=== SET PROBLEM ===
Return each entry exactly, omitting nothing.
● ● ● ●
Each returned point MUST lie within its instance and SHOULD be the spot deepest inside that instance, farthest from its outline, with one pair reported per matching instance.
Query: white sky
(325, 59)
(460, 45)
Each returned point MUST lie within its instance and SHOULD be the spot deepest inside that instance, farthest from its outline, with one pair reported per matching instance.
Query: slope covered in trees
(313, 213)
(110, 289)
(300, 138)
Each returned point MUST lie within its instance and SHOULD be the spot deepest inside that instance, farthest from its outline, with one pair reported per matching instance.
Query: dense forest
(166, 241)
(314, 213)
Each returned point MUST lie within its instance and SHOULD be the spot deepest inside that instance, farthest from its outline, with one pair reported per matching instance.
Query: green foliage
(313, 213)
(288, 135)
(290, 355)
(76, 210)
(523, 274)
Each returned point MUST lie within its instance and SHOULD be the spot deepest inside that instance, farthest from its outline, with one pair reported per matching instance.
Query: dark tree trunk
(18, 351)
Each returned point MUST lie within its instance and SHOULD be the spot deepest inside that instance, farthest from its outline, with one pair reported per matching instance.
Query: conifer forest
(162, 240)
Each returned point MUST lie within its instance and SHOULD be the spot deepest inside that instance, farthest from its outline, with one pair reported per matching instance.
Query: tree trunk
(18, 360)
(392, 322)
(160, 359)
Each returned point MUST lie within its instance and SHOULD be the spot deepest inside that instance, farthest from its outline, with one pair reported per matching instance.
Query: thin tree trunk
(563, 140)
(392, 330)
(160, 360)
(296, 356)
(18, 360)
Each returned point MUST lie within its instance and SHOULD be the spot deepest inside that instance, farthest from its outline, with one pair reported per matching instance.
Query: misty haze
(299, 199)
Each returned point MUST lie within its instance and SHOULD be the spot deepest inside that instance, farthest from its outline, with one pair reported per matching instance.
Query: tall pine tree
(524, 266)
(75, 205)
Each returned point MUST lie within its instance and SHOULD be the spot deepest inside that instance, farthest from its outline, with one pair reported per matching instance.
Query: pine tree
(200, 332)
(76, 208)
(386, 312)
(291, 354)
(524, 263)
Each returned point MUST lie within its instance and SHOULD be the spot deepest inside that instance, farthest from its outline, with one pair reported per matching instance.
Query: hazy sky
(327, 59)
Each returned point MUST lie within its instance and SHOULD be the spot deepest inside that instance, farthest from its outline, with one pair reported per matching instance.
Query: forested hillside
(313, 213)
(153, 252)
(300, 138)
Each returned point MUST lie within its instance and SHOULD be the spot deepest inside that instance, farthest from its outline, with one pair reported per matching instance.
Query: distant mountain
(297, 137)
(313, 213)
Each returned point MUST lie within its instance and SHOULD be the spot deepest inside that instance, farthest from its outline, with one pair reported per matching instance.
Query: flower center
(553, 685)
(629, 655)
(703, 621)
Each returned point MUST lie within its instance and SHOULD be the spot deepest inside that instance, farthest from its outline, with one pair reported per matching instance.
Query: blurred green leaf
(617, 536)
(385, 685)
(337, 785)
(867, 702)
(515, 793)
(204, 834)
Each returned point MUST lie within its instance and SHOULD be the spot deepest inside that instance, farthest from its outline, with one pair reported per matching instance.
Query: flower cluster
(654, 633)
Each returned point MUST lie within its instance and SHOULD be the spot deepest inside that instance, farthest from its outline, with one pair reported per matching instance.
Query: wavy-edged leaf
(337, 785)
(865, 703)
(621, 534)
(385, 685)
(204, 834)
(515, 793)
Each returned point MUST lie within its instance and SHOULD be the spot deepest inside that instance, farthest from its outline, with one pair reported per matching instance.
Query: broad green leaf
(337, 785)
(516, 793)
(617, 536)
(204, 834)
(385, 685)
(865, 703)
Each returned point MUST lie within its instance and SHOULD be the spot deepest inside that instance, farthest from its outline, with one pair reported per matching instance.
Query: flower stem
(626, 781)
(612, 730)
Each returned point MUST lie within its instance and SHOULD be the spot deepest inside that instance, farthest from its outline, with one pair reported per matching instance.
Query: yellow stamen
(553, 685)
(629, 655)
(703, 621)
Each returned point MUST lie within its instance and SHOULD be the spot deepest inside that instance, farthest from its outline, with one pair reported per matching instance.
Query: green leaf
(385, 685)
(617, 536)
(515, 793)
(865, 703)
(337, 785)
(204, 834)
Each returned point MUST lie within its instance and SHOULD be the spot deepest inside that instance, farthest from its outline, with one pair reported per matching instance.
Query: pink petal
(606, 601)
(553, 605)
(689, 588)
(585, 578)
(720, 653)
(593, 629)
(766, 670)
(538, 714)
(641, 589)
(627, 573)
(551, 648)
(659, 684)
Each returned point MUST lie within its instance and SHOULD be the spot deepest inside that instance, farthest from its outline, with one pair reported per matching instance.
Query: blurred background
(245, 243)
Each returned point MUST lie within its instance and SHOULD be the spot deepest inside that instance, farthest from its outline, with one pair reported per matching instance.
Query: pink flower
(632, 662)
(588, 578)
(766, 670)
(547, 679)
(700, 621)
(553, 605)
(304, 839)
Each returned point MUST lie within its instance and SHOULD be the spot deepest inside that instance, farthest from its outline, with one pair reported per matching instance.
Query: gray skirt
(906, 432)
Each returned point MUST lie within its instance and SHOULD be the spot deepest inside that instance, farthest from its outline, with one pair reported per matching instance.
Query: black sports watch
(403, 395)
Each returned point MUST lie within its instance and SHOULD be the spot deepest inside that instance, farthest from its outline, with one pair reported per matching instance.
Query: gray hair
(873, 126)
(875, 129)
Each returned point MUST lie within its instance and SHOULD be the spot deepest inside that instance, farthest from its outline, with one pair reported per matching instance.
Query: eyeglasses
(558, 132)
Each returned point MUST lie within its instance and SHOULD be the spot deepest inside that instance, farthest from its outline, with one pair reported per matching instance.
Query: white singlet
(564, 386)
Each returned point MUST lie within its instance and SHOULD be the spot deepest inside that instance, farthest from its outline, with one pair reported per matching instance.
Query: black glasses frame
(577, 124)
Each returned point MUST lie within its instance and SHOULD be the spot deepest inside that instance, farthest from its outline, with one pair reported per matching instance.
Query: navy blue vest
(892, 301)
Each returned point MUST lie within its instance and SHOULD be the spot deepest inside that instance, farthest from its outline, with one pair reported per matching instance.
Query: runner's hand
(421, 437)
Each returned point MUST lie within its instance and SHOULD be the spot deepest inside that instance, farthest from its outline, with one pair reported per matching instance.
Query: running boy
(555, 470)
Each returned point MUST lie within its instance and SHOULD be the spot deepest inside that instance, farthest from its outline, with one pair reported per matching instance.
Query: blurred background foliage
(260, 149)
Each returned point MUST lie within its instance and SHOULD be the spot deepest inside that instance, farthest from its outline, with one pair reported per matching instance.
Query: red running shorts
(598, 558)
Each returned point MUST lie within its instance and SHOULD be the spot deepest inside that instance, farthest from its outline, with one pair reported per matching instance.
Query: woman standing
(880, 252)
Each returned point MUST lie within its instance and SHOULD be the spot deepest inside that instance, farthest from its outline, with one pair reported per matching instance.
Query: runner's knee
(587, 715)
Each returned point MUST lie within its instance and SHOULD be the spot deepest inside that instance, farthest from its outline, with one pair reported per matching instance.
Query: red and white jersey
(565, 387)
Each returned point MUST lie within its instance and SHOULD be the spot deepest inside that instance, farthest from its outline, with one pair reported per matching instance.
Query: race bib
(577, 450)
● ● ● ●
=== REPLY ===
Each returned point MUST lie within its instance and SHOULD be the spot deepest inside that instance, farthest from its outline, with one pair reported per matching instance.
Query: white sky
(325, 59)
(460, 45)
Each returned point MUST lie within its instance and SHOULD be the spot deepest inside that instance, farthest from its outline, with one pair reported per matching instance.
Query: slope covered in trees
(313, 213)
(110, 289)
(300, 138)
Each returned point MUST lie within its instance and SHOULD be the spot deepest inside that instance, farthest from its outline, with one pair reported per matching instance.
Query: dense forest
(166, 241)
(314, 213)
Each returned point MUST lie within its instance and SHOULD be the spot deepest inside that instance, farthest from its outline, with one pair reported per matching instance.
Query: green foliage
(313, 213)
(288, 135)
(290, 355)
(76, 210)
(523, 274)
Each returned point MUST lie within its instance and SHOULD be the spot deepest inside that instance, farthest from its outline, with one pair reported per matching instance.
Query: dark tree trunk
(18, 351)
Each returned point MUST lie within its instance and SHOULD be the spot deepest inside that instance, farthest from its outline, with one pair reported per matching instance.
Query: conifer forest
(162, 240)
Each returned point MUST lie within its instance and SHOULD be the spot deepest inside that instance, farthest from its outline, with one pair reported per matching instance.
Query: tree trunk
(18, 360)
(392, 322)
(160, 359)
Each returned point MUST lie within its instance and SHOULD be the spot deepest inside that instance, farthest from its outline, with one pair reported per matching instance.
Query: thin tree trunk
(563, 140)
(392, 330)
(160, 360)
(296, 356)
(18, 360)
Each returned point MUST lie within its instance and SHOULD be the spot deepest inside that instance, farthest from its outline, with one pair reported per matching instance.
Query: misty haze
(299, 199)
Each returned point MUST lie within its instance and SHOULD be the spot deepest inside that instance, farthest from its outline, with one pair reported per matching instance.
Query: tall pine tree
(524, 266)
(75, 205)
Each returned point MUST lie within its instance and SHOULD be the spot deepest inside that instance, farthest from its outline, with one pair reported per matching instance.
Query: pine tree
(200, 332)
(76, 208)
(386, 312)
(291, 354)
(524, 263)
Each returned point MUST lie within its instance and SHOULD be the spot deepest inside that instance, farthest from its outline, with one pair reported per matching instance.
Query: hazy sky
(327, 59)
Each returned point MUST lie within its instance and SHOULD be the spot deepest inside that instance, farthest from its outline, with one pair reported per matching instance.
Query: forested hillside
(313, 213)
(153, 252)
(300, 138)
Each returned point MUST lie within its instance and SHOULD be the spot deepest inside that instance, farthest from its outline, with one pair reported per matching instance.
Query: distant mountain
(297, 137)
(313, 213)
Each returned point MUST lie within its instance and SHOULD be the spot deepest inside that instance, farthest from its outline, with one pair reported per matching instance.
Query: flower center
(553, 685)
(629, 655)
(703, 621)
Each returned point MUST lie within its instance and SHOULD be the spot deepest inside that instance, farthest from its outline, with one pair reported per matching instance.
Query: blurred green leaf
(617, 536)
(385, 685)
(337, 785)
(867, 702)
(515, 793)
(204, 834)
Each returned point MUST lie within its instance and SHOULD be the spot deepest inside that instance, farthest from its outline, with one pair reported per matching instance.
Query: flower cluster
(654, 633)
Each returned point MUST lie within its instance and SHOULD be the spot deepest inside that instance, farthest from its outline, with one pair reported per matching instance.
Query: wavy-edged leaf
(337, 785)
(865, 703)
(621, 534)
(385, 685)
(204, 834)
(515, 793)
Each returned point MUST lie within its instance and SHOULD be the spot deepest inside that instance, farthest from its outline, with one pair reported per matching instance.
Query: broad green leaf
(337, 785)
(516, 793)
(617, 536)
(204, 834)
(385, 685)
(865, 703)
Each returned point MUST lie within its instance and SHOULD be the spot deepest inside that instance, farthest from its outline, with one pair reported per matching instance.
Query: flower stem
(626, 781)
(612, 730)
Each returned point MUST lie within its instance and SHOULD be the spot deepest inside that instance, farthest from its outline, with one pair reported per matching instance.
Query: yellow stamen
(553, 685)
(629, 655)
(703, 621)
Each returned point MUST lie within its instance and SHOULD be the spot deepest inside that instance, farthest from its outline, with one pair reported per matching instance.
Query: green leaf
(385, 685)
(617, 536)
(515, 793)
(865, 703)
(337, 785)
(204, 834)
Each returned point MUST lie within its instance and SHOULD be the spot deepest inside that instance, farthest from its outline, with one pair reported per matching instance.
Query: pink petal
(606, 601)
(553, 605)
(689, 588)
(585, 578)
(720, 653)
(593, 629)
(766, 670)
(538, 714)
(641, 589)
(627, 573)
(551, 648)
(659, 684)
Each returned point MUST lie within its instance and SHOULD be the spot deepest inside that instance, farthest from its outline, with one pair reported per matching instance.
Query: blurred background
(245, 243)
Each returned point MUST lie within its instance and SHOULD be the spot deepest inside that instance, farthest from its outline, with one pair reported per matching instance.
Query: pink flower
(632, 662)
(588, 578)
(766, 670)
(547, 679)
(700, 621)
(553, 605)
(304, 839)
Each returned point MUST lie within its instance and SHOULD be the spot deepest inside that instance, farthest from its outline, with one pair reported per matching instance.
Query: gray skirt
(906, 432)
Each returned point MUST lie within its instance and SHOULD be the spot deepest inside that instance, farthest from its outline, with one pair reported per matching instance.
Query: black sports watch
(403, 395)
Each returned point MUST lie within its instance and SHOULD be the spot deepest inside that instance, farthest from its outline, with one pair reported per matching instance.
Query: gray hair
(873, 126)
(875, 129)
Each returned point MUST lie within its instance and SHOULD be the spot deepest inside that instance, farthest from its outline, with one pair reported per matching instance.
Query: eyeglasses
(558, 132)
Each returned point MUST lie within its instance and SHOULD be the spot deepest inside that instance, farthest from its outline, with one pair reported per matching instance.
Query: white singlet
(564, 386)
Each returned point MUST lie within its instance and SHOULD be the spot deepest inside that instance, farthest from its outline, with one pair reported per matching instance.
Query: black glasses frame
(577, 124)
Each returned point MUST lie within its instance and SHOULD be the spot deepest inside that instance, farthest from its outline, with one pair reported per matching instance.
Query: navy blue vest
(892, 301)
Each returned point MUST lie within its instance and SHOULD be the spot deepest inside that instance, farthest from its outline, with one pair reported per matching instance.
Query: runner's hand
(421, 437)
Each returned point MUST lie within its instance and SHOULD be the spot deepest inside that instance, farthest from its outline, with one pair reported per matching instance.
Query: running boy
(555, 470)
Each returned point MUST lie within its instance and SHOULD be the spot deepest inside that instance, farthest from its outline, with one pair reported per matching instance.
Query: blurred background foliage
(260, 149)
Each returned point MUST lie within its instance and SHOULD be the spot deepest inside that instance, farthest from its outline, with one pair reported per matching instance.
Query: red running shorts
(598, 558)
Each returned point MUST lie within its instance and SHOULD be the spot deepest inside that instance, farthest from its outline, with one pair reported per matching instance.
Query: woman standing
(880, 252)
Each returned point MUST lie within its instance and SHOULD be the spot deepest inside that instance, farthest from its outline, with one pair reported per matching instance.
Query: runner's knee
(587, 715)
Each returned point MUST lie within its instance and SHOULD be the spot deepest inside that instance, farthest from its outline, with one pair reported per matching instance.
Query: red and white jersey
(565, 387)
Each returned point MUST lie within its instance and SHOULD be the spot deepest inside that instance, farthest from its outline, with one pair reported per matching instance.
Query: race bib
(577, 450)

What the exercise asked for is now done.